*TASK PROMPT*: The lines to be set down run from the line containing "Find the green" through the final line of the data below; print them exactly and print nothing else.

*RECORDS TO USE*:
--- start ---

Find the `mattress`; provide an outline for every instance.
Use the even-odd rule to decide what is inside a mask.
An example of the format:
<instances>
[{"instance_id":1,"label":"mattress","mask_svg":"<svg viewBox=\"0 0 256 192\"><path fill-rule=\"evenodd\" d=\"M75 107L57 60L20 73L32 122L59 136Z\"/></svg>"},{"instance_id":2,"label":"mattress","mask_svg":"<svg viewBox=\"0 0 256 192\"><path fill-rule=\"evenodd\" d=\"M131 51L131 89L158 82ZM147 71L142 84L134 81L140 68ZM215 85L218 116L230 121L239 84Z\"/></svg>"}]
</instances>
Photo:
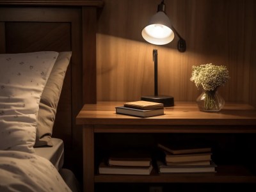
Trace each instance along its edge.
<instances>
[{"instance_id":1,"label":"mattress","mask_svg":"<svg viewBox=\"0 0 256 192\"><path fill-rule=\"evenodd\" d=\"M58 170L60 170L64 162L63 141L58 138L52 138L53 146L35 148L36 154L50 161Z\"/></svg>"}]
</instances>

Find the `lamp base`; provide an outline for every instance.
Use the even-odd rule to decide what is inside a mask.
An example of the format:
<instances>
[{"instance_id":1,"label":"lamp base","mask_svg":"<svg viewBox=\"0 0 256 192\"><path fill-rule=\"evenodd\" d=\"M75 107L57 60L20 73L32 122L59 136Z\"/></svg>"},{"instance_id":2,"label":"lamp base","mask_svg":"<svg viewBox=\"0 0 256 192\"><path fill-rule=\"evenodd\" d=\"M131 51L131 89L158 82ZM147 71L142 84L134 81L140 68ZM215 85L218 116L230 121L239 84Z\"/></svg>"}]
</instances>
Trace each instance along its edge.
<instances>
[{"instance_id":1,"label":"lamp base","mask_svg":"<svg viewBox=\"0 0 256 192\"><path fill-rule=\"evenodd\" d=\"M142 96L141 99L142 100L163 103L164 104L164 107L174 106L174 98L172 96L166 96L166 95Z\"/></svg>"}]
</instances>

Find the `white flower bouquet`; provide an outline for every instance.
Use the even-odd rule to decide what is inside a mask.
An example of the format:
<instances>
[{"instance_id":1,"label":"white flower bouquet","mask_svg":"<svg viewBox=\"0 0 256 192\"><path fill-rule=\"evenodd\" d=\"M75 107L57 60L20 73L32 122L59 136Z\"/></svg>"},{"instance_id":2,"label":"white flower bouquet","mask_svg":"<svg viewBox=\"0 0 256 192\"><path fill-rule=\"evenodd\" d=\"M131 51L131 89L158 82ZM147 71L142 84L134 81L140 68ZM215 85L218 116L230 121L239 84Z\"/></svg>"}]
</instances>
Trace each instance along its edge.
<instances>
[{"instance_id":1,"label":"white flower bouquet","mask_svg":"<svg viewBox=\"0 0 256 192\"><path fill-rule=\"evenodd\" d=\"M222 97L218 97L217 89L224 86L230 79L228 70L223 65L214 65L212 63L192 67L191 81L194 81L198 88L202 88L204 93L198 104L204 104L198 107L202 111L218 111L224 106L225 101Z\"/></svg>"}]
</instances>

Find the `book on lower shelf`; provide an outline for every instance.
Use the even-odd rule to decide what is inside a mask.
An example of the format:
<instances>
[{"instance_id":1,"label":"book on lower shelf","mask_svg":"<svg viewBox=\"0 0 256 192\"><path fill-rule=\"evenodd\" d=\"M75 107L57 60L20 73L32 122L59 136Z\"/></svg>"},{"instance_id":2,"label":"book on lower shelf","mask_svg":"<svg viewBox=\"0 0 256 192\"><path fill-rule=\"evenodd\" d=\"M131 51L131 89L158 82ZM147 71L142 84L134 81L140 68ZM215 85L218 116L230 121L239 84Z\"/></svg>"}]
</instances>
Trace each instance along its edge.
<instances>
[{"instance_id":1,"label":"book on lower shelf","mask_svg":"<svg viewBox=\"0 0 256 192\"><path fill-rule=\"evenodd\" d=\"M118 106L116 107L116 113L140 117L150 117L164 115L164 108L144 110L124 106Z\"/></svg>"},{"instance_id":2,"label":"book on lower shelf","mask_svg":"<svg viewBox=\"0 0 256 192\"><path fill-rule=\"evenodd\" d=\"M157 147L173 154L211 152L211 148L202 145L189 143L189 145L175 143L157 143Z\"/></svg>"},{"instance_id":3,"label":"book on lower shelf","mask_svg":"<svg viewBox=\"0 0 256 192\"><path fill-rule=\"evenodd\" d=\"M193 153L186 154L173 155L169 152L163 150L165 155L165 161L166 162L191 162L211 161L211 153Z\"/></svg>"},{"instance_id":4,"label":"book on lower shelf","mask_svg":"<svg viewBox=\"0 0 256 192\"><path fill-rule=\"evenodd\" d=\"M161 161L157 161L159 173L214 173L217 165L211 161L209 165L166 165Z\"/></svg>"},{"instance_id":5,"label":"book on lower shelf","mask_svg":"<svg viewBox=\"0 0 256 192\"><path fill-rule=\"evenodd\" d=\"M139 109L148 110L163 108L164 104L163 103L155 102L137 100L126 102L124 104L124 106Z\"/></svg>"},{"instance_id":6,"label":"book on lower shelf","mask_svg":"<svg viewBox=\"0 0 256 192\"><path fill-rule=\"evenodd\" d=\"M99 173L114 175L150 175L152 169L151 164L148 166L111 166L102 161L99 166Z\"/></svg>"},{"instance_id":7,"label":"book on lower shelf","mask_svg":"<svg viewBox=\"0 0 256 192\"><path fill-rule=\"evenodd\" d=\"M115 151L109 155L109 165L149 166L151 164L151 154L144 150L125 150Z\"/></svg>"},{"instance_id":8,"label":"book on lower shelf","mask_svg":"<svg viewBox=\"0 0 256 192\"><path fill-rule=\"evenodd\" d=\"M197 161L188 162L168 162L166 161L166 165L171 166L184 166L184 165L210 165L211 160L209 161Z\"/></svg>"}]
</instances>

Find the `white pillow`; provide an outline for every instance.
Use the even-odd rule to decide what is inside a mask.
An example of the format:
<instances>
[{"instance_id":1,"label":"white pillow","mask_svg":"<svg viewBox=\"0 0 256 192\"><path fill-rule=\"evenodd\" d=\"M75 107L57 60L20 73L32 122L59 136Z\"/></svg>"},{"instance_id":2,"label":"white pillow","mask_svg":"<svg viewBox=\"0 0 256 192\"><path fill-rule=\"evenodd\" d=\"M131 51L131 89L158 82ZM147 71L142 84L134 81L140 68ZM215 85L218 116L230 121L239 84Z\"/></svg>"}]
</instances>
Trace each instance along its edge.
<instances>
[{"instance_id":1,"label":"white pillow","mask_svg":"<svg viewBox=\"0 0 256 192\"><path fill-rule=\"evenodd\" d=\"M0 150L35 152L39 102L58 55L0 54Z\"/></svg>"}]
</instances>

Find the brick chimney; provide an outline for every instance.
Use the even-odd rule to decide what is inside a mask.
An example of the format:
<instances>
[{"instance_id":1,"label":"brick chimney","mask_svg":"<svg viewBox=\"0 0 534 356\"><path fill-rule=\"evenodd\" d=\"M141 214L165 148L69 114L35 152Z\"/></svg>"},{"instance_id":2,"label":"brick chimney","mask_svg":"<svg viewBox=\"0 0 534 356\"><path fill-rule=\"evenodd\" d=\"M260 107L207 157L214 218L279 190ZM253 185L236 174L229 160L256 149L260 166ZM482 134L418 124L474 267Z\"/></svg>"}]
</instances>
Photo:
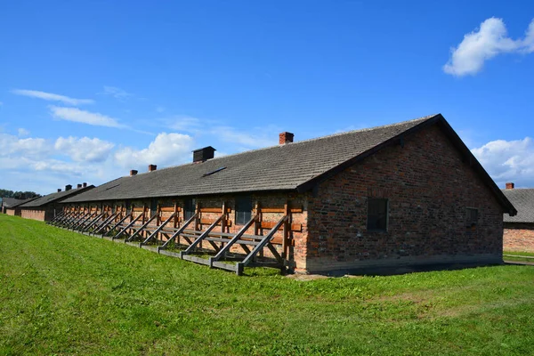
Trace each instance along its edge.
<instances>
[{"instance_id":1,"label":"brick chimney","mask_svg":"<svg viewBox=\"0 0 534 356\"><path fill-rule=\"evenodd\" d=\"M215 149L211 146L203 149L195 150L193 151L193 163L202 163L211 159L214 156Z\"/></svg>"},{"instance_id":2,"label":"brick chimney","mask_svg":"<svg viewBox=\"0 0 534 356\"><path fill-rule=\"evenodd\" d=\"M291 143L291 142L293 142L294 136L295 135L291 133L281 133L279 134L279 144Z\"/></svg>"}]
</instances>

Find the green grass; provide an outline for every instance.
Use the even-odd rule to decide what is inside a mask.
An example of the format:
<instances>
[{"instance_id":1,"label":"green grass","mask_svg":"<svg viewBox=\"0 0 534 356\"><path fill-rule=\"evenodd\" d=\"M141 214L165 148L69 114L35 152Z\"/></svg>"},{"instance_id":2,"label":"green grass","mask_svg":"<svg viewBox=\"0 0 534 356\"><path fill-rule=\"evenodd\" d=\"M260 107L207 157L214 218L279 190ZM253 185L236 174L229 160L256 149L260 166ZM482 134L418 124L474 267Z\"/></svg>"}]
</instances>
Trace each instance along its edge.
<instances>
[{"instance_id":1,"label":"green grass","mask_svg":"<svg viewBox=\"0 0 534 356\"><path fill-rule=\"evenodd\" d=\"M530 262L534 263L534 258L523 258L522 256L534 257L534 253L531 252L518 252L518 251L505 251L504 255L514 255L514 256L504 256L506 261L514 262Z\"/></svg>"},{"instance_id":2,"label":"green grass","mask_svg":"<svg viewBox=\"0 0 534 356\"><path fill-rule=\"evenodd\" d=\"M237 277L0 214L0 354L527 355L534 267Z\"/></svg>"}]
</instances>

--- end ---

*THE RESPONSE*:
Find the green grass; provide an outline for every instance.
Use the even-odd rule to decide what is inside a mask.
An example of the format:
<instances>
[{"instance_id":1,"label":"green grass","mask_svg":"<svg viewBox=\"0 0 534 356\"><path fill-rule=\"evenodd\" d=\"M141 214L165 148L69 114L35 152Z\"/></svg>"},{"instance_id":2,"label":"green grass","mask_svg":"<svg viewBox=\"0 0 534 356\"><path fill-rule=\"evenodd\" d=\"M260 107L207 157L214 218L279 190ZM253 185L236 174L229 160L256 149L260 166ZM482 134L418 124L474 267Z\"/></svg>"}]
</instances>
Trace each instance along its edge.
<instances>
[{"instance_id":1,"label":"green grass","mask_svg":"<svg viewBox=\"0 0 534 356\"><path fill-rule=\"evenodd\" d=\"M530 262L534 263L534 258L523 258L522 256L534 257L534 253L531 252L518 252L518 251L505 251L504 255L514 255L514 256L504 256L506 261L514 262Z\"/></svg>"},{"instance_id":2,"label":"green grass","mask_svg":"<svg viewBox=\"0 0 534 356\"><path fill-rule=\"evenodd\" d=\"M237 277L0 214L0 354L527 355L534 267Z\"/></svg>"}]
</instances>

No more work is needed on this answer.